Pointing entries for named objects

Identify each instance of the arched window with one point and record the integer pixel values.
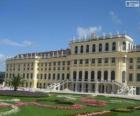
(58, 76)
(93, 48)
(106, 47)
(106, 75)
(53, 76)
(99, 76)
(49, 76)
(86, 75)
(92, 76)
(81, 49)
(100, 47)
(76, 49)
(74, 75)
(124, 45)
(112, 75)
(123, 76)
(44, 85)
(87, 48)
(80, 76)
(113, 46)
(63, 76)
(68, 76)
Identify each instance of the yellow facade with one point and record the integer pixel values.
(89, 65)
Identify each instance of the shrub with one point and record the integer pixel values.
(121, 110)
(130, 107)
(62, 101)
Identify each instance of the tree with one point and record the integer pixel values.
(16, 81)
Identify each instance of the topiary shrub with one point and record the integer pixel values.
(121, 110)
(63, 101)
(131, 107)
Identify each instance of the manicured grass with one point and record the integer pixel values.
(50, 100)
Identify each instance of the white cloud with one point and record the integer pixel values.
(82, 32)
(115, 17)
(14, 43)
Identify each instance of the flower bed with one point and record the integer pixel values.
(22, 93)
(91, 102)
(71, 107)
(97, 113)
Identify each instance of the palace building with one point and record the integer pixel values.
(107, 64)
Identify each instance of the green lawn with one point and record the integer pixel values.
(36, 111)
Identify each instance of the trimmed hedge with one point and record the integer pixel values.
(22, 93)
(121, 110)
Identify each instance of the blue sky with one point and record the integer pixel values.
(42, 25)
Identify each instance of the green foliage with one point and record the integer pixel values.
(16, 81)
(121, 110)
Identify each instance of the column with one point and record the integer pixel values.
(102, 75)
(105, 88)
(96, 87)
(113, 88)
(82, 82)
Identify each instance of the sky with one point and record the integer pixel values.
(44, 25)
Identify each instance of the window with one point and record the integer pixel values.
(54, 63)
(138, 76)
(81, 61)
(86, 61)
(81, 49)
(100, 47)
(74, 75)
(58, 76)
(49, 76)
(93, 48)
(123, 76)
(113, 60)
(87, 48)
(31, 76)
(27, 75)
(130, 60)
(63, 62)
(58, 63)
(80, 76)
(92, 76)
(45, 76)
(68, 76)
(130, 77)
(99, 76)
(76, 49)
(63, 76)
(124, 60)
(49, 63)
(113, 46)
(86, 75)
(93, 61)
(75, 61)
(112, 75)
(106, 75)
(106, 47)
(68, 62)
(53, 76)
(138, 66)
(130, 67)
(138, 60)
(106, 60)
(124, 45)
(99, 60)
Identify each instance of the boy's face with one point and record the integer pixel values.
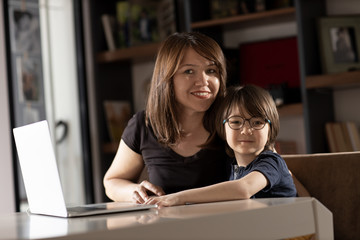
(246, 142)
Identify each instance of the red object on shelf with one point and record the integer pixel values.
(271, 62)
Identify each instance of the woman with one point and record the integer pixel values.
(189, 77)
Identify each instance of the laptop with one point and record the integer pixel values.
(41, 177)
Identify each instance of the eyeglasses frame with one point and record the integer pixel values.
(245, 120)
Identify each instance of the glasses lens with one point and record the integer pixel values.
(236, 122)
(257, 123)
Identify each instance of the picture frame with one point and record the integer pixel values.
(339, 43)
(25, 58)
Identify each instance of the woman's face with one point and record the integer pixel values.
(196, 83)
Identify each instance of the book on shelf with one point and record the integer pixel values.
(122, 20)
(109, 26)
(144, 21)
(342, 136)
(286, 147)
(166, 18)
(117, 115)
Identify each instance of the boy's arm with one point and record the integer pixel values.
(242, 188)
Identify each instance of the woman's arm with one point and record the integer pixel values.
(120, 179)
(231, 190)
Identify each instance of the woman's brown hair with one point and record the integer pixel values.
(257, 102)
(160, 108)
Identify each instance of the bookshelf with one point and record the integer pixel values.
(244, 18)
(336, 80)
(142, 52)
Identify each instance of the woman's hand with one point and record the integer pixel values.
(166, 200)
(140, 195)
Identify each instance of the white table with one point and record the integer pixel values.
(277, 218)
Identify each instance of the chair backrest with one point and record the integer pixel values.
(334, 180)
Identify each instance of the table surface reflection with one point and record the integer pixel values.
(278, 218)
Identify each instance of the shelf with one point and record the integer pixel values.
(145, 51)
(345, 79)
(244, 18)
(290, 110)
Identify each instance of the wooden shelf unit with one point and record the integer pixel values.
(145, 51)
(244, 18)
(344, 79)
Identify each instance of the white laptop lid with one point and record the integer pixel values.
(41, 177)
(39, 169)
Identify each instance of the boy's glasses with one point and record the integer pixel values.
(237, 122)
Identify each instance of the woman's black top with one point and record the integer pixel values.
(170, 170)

* * *

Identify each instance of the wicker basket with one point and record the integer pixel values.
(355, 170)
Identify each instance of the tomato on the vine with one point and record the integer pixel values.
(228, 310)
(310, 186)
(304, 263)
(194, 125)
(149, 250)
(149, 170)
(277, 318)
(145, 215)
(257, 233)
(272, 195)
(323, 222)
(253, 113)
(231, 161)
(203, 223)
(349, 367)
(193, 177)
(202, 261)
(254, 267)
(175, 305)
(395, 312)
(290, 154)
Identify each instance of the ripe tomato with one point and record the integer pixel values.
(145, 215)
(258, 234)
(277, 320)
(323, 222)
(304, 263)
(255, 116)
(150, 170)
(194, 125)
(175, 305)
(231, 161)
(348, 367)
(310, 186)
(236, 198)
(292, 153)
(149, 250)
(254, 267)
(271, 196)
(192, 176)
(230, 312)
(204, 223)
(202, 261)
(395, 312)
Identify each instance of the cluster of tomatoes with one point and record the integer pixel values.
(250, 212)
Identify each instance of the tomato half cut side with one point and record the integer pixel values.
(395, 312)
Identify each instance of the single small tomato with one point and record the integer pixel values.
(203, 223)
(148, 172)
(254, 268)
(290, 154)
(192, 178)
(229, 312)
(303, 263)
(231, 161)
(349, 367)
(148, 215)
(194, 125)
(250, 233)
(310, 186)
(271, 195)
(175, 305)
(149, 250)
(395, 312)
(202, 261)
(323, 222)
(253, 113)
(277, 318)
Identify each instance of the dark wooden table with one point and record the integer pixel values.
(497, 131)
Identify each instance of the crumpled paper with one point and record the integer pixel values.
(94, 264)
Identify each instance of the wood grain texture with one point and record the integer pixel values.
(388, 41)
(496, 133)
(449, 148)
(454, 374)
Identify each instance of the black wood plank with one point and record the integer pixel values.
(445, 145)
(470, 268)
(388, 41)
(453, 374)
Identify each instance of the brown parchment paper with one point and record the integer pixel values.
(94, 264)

GIVEN INSTRUCTION → Return each line of the material that contains the string "table". Case counts.

TASK ANSWER →
Identify each instance of the white table with one point and record the integer pixel values.
Identify each instance of the table surface reflection with one point and record the integer pixel values.
Identify each instance of the dark wooden table with one point and record the integer pixel values.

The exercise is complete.